*WORKING DATA*
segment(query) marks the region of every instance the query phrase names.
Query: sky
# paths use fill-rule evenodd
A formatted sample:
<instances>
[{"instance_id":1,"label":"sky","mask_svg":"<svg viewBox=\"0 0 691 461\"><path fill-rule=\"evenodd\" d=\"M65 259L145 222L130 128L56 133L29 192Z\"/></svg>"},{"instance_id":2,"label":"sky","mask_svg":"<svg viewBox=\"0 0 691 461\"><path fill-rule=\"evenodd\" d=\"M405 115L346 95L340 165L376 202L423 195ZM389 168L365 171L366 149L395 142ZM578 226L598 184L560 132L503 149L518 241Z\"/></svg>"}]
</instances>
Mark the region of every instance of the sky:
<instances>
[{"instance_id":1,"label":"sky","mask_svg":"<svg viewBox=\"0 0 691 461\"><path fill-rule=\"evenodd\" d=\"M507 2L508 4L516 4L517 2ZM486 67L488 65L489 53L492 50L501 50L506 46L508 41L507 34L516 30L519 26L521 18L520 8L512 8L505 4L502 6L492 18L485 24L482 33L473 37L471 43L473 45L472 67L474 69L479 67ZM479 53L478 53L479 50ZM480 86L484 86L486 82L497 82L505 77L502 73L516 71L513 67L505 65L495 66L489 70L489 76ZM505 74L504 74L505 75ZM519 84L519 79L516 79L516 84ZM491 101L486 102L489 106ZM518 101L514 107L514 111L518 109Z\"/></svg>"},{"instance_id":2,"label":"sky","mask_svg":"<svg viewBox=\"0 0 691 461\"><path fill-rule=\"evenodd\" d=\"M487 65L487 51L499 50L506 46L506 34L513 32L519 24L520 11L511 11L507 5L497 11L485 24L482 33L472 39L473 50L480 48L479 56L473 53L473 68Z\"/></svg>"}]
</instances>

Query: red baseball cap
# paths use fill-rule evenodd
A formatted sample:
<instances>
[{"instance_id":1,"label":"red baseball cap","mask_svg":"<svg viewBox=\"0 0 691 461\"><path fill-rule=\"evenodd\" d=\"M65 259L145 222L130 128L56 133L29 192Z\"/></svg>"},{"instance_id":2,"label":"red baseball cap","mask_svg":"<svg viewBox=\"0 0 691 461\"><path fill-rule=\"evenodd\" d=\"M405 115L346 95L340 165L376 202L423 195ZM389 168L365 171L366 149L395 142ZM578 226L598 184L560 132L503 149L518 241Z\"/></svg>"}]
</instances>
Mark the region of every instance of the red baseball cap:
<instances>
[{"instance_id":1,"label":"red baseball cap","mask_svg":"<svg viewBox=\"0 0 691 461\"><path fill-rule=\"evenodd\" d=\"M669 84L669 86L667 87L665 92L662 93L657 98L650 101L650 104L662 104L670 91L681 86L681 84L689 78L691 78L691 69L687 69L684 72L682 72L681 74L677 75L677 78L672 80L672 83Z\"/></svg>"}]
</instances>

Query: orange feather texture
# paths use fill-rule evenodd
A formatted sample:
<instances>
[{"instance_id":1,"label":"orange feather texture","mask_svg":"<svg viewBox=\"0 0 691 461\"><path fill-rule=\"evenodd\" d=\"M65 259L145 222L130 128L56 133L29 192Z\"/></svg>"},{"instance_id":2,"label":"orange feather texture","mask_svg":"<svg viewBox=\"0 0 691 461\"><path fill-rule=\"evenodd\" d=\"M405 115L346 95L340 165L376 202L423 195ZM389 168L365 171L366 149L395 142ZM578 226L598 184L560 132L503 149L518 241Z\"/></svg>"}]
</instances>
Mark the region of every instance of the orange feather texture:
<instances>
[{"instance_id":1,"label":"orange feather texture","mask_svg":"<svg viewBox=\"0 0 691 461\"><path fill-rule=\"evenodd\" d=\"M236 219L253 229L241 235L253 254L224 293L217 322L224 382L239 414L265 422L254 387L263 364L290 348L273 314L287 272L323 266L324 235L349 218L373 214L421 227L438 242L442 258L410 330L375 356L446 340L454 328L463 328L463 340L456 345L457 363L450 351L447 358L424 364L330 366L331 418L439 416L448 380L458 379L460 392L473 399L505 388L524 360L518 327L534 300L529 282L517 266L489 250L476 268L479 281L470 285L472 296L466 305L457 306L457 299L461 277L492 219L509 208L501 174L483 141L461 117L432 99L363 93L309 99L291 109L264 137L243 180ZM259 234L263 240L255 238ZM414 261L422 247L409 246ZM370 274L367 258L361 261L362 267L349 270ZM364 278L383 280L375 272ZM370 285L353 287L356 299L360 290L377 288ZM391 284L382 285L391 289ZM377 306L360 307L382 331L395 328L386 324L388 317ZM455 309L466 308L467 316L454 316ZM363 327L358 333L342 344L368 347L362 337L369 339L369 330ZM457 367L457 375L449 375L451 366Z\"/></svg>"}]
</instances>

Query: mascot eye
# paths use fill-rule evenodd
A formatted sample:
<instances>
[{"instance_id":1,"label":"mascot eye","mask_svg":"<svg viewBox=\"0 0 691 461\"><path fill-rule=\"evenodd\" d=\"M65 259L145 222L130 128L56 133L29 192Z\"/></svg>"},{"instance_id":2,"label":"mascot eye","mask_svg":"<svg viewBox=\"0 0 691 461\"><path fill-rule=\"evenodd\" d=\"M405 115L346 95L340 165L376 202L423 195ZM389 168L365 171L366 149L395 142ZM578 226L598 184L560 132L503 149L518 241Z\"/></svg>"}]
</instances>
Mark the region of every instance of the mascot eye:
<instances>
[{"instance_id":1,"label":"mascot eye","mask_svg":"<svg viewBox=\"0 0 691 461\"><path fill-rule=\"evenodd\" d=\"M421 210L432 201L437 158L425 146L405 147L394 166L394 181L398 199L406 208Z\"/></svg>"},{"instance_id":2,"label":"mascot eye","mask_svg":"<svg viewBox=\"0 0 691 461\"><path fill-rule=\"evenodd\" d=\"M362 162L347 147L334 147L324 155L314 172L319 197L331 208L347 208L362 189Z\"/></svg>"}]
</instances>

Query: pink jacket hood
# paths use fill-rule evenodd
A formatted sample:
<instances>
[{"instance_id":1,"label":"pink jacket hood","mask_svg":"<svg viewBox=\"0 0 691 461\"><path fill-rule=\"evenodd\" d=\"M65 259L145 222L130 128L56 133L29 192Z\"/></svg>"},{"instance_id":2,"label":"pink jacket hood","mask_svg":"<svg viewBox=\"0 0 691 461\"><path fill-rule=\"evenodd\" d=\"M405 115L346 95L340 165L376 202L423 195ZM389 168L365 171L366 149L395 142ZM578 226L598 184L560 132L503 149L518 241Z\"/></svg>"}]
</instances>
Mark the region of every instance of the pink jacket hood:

*ACTIVITY*
Give every line above again, word for word.

*WRITTEN REPLY*
segment(query) marks the region of every instance the query phrase names.
Query: sky
# paths use fill-rule evenodd
A formatted sample:
<instances>
[{"instance_id":1,"label":"sky","mask_svg":"<svg viewBox=\"0 0 691 461\"><path fill-rule=\"evenodd\" d=\"M65 259L145 222L130 128L56 133L29 192Z\"/></svg>"},{"instance_id":2,"label":"sky","mask_svg":"<svg viewBox=\"0 0 691 461\"><path fill-rule=\"evenodd\" d=\"M405 115L346 95L340 165L376 202L423 195ZM389 168L365 171L366 149L395 142ZM578 226L598 184L560 132L503 149L518 241Z\"/></svg>"}]
</instances>
Mark the region of every instance of the sky:
<instances>
[{"instance_id":1,"label":"sky","mask_svg":"<svg viewBox=\"0 0 691 461\"><path fill-rule=\"evenodd\" d=\"M507 2L508 4L516 4L517 2ZM486 67L488 65L489 53L492 50L501 50L506 46L508 41L507 34L516 30L519 26L521 18L520 8L512 8L505 4L502 6L492 18L485 24L482 33L473 37L471 43L473 45L472 67L474 69L479 67ZM479 53L478 53L479 50ZM480 86L484 86L486 82L497 82L505 77L502 73L516 71L513 67L505 65L495 66L489 70L489 76ZM505 74L504 74L505 75ZM519 84L519 79L516 79L516 84ZM491 101L486 102L489 106ZM518 101L514 107L514 111L518 109Z\"/></svg>"},{"instance_id":2,"label":"sky","mask_svg":"<svg viewBox=\"0 0 691 461\"><path fill-rule=\"evenodd\" d=\"M487 65L487 51L499 50L506 46L506 34L513 32L519 24L520 11L511 11L507 5L497 11L485 24L482 33L472 39L473 50L480 48L479 56L473 53L473 68Z\"/></svg>"}]
</instances>

Query: red baseball cap
# paths use fill-rule evenodd
A formatted sample:
<instances>
[{"instance_id":1,"label":"red baseball cap","mask_svg":"<svg viewBox=\"0 0 691 461\"><path fill-rule=\"evenodd\" d=\"M65 259L145 222L130 128L56 133L29 192Z\"/></svg>"},{"instance_id":2,"label":"red baseball cap","mask_svg":"<svg viewBox=\"0 0 691 461\"><path fill-rule=\"evenodd\" d=\"M405 115L346 95L340 165L376 202L423 195ZM389 168L365 171L366 149L395 142ZM578 226L598 184L560 132L503 149L518 241Z\"/></svg>"}]
</instances>
Mark the region of every instance of the red baseball cap:
<instances>
[{"instance_id":1,"label":"red baseball cap","mask_svg":"<svg viewBox=\"0 0 691 461\"><path fill-rule=\"evenodd\" d=\"M669 84L669 86L667 87L665 92L662 93L657 98L650 101L650 104L662 104L670 91L681 86L681 84L689 78L691 78L691 69L687 69L684 72L682 72L681 74L677 75L677 78L672 80L672 83Z\"/></svg>"}]
</instances>

Query: orange feather texture
# paths use fill-rule evenodd
A formatted sample:
<instances>
[{"instance_id":1,"label":"orange feather texture","mask_svg":"<svg viewBox=\"0 0 691 461\"><path fill-rule=\"evenodd\" d=\"M65 259L145 222L130 128L56 133L29 192Z\"/></svg>"},{"instance_id":2,"label":"orange feather texture","mask_svg":"<svg viewBox=\"0 0 691 461\"><path fill-rule=\"evenodd\" d=\"M405 115L346 95L340 165L376 202L423 195ZM389 168L365 171L366 149L395 142ZM578 226L598 184L560 132L503 149L518 241Z\"/></svg>"}]
</instances>
Mark the region of every instance of the orange feather texture:
<instances>
[{"instance_id":1,"label":"orange feather texture","mask_svg":"<svg viewBox=\"0 0 691 461\"><path fill-rule=\"evenodd\" d=\"M236 219L253 229L241 235L253 254L224 293L217 322L224 382L239 414L265 422L254 387L263 364L290 348L273 314L287 272L323 266L324 235L349 218L373 214L421 227L438 242L442 258L410 330L375 356L446 340L454 328L463 328L463 340L456 345L457 363L450 351L447 358L424 364L330 366L331 418L439 416L448 380L458 379L460 392L473 399L505 388L524 360L518 327L534 300L529 282L517 266L489 250L476 268L479 281L470 285L472 296L466 305L457 306L457 299L461 277L492 219L509 208L501 174L483 141L461 117L432 99L363 93L309 99L291 109L264 137L243 180ZM259 234L263 240L255 238ZM414 261L422 247L409 246ZM370 274L367 258L361 261L362 267L349 270ZM364 278L383 280L375 272ZM370 285L353 287L356 299L360 290L377 288ZM391 284L382 285L391 289ZM377 306L360 307L382 331L395 328L386 324L388 317ZM455 309L466 308L467 316L454 316ZM363 327L358 333L342 344L368 347L362 337L369 339L369 330ZM457 367L457 375L449 375L451 366Z\"/></svg>"}]
</instances>

Query: mascot eye
# paths use fill-rule evenodd
A formatted sample:
<instances>
[{"instance_id":1,"label":"mascot eye","mask_svg":"<svg viewBox=\"0 0 691 461\"><path fill-rule=\"evenodd\" d=\"M65 259L145 222L130 128L56 133L29 192Z\"/></svg>"},{"instance_id":2,"label":"mascot eye","mask_svg":"<svg viewBox=\"0 0 691 461\"><path fill-rule=\"evenodd\" d=\"M405 115L346 95L340 165L376 202L423 195ZM389 168L365 171L366 149L395 142ZM578 226L598 184L560 132L503 149L518 241Z\"/></svg>"}]
</instances>
Mark the region of every instance of the mascot eye:
<instances>
[{"instance_id":1,"label":"mascot eye","mask_svg":"<svg viewBox=\"0 0 691 461\"><path fill-rule=\"evenodd\" d=\"M421 210L432 201L437 158L425 146L405 147L394 166L394 181L398 199L406 208Z\"/></svg>"},{"instance_id":2,"label":"mascot eye","mask_svg":"<svg viewBox=\"0 0 691 461\"><path fill-rule=\"evenodd\" d=\"M362 162L347 147L334 147L324 155L314 172L319 197L331 208L347 208L362 189Z\"/></svg>"}]
</instances>

Query: pink jacket hood
# paths use fill-rule evenodd
A formatted sample:
<instances>
[{"instance_id":1,"label":"pink jacket hood","mask_svg":"<svg viewBox=\"0 0 691 461\"><path fill-rule=\"evenodd\" d=\"M65 259L145 222L130 128L56 133L29 192Z\"/></svg>"},{"instance_id":2,"label":"pink jacket hood","mask_svg":"<svg viewBox=\"0 0 691 461\"><path fill-rule=\"evenodd\" d=\"M405 115L346 95L340 165L376 202L423 195ZM389 168L365 171L366 149L395 142ZM578 226L598 184L560 132L503 149L518 241Z\"/></svg>"}]
</instances>
Mark the region of every instance of the pink jacket hood:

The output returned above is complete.